__WORK INSTRUCTION A__
From the comment thread on same-sex marriage, list every saying that appears in single quotation marks in the passage that opens with "…a culture of relativism".
__WORK INSTRUCTION B__
According to the comment thread on same-sex marriage, what does Birk run?
__WORK INSTRUCTION C__
Rewrite the comment thread on same-sex marriage, starting with "The worst part" and going on through "to the divorce.", with "Birk" swapped for "the author".

Other than the word “redefinition” which is a pretty stupid lie, I agree with this. Well, also that it *will* affect *my* marriage, but that’s not really relevant.
The difference, if I were to say something like this, is that I’d use it to form and/or support actual conclusions instead of filling space.
Also I’d mean it literally instead of as code; I guess that’s important, too.
Has anyone ever come up with convincing, unbiased proof that same-sex marriage hurts children? I keep hearing this argument — “Won’t someone think of the CHILDREN??” — yet I have never seen anyone prove that same-sex marriage is harmful to children in any way, shape or form.
Certainly divorce harms children (I speak from personal experience). Certainly introducing a step-parent harms children. Why aren’t these practices being banned?
…a culture of relativism have replaced ‘I am my brother’s keeper’ (KEEPER DOESN’T MEAN JAILER) and ‘love your neighbor as yourself’ (OBVIOUSLY HE DOESN’T BOTHER WITH THAT ONE HIMSELF) with ‘live and let live’ (SO WHAT’S WRONG WITH THAT!?) and ‘if it feels good, go ahead and do it (IF THEY AREN’T HURTING ANYONE ELSE WHAT BUSINESS IS THAT OF HIS).
Nothing but a bunch of self-contradictory crap.
The “I’m just stating my opinion” and “Let’s agree to disagree” lines are become more popular and even more tiresome. They are acting like they are sitting in an ivory tower and having a polite, purely theoretical debate. They aren’t admitting that this is about the lives of real people who are affected in very direct and drastic ways. In that case, no, there isn’t a nice debate to be had after which you can just disagree and do nothing.
The worst part of it is that Birk runs a charity for at-risk children.
You mean kids that are at-risk partly because people like Birk work to deny their LGBT parents the benefits afforded through marriage?
PJB863, my experience was different. My parents’ divorce improved my life, and then the introduction of a step-parent further improved my life. Sometimes the worst thing for children is for their biological parents to remain married. Certainly, divorce is generally difficult for children, but I don’t think it’s so much the divorce that’s the problem as it is the dysfunction marriage that leads to the divorce.

__STUDY MATERIAL__

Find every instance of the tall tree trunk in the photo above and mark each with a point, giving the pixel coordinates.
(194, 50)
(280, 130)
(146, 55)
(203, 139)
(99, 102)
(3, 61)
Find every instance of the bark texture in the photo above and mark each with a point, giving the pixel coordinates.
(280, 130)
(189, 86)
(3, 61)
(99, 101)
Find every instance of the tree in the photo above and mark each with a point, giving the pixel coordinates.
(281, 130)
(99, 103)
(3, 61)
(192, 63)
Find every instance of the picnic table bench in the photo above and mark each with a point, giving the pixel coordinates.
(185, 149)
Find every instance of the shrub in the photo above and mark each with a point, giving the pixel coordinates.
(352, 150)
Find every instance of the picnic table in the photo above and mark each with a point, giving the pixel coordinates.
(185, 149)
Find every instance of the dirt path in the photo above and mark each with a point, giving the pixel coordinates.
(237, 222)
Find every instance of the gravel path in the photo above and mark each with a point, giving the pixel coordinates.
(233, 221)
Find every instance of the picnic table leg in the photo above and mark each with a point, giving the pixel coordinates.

__ANSWER BOX A__
- 'I am my brother's keeper'
- 'love your neighbor as yourself'
- 'live and let live'
- 'if it feels good, go ahead and do it

__ANSWER BOX B__
A charity for at-risk children.

__ANSWER BOX C__
The worst part of it is that the author runs a charity for at-risk children.
You mean kids that are at-risk partly because people like the author work to deny their LGBT parents the benefits afforded through marriage?
PJB863, my experience was different. My parents’ divorce improved my life, and then the introduction of a step-parent further improved my life. Sometimes the worst thing for children is for their biological parents to remain married. Certainly, divorce is generally difficult for children, but I don’t think it’s so much the divorce that’s the problem as it is the dysfunction marriage that leads to the divorce.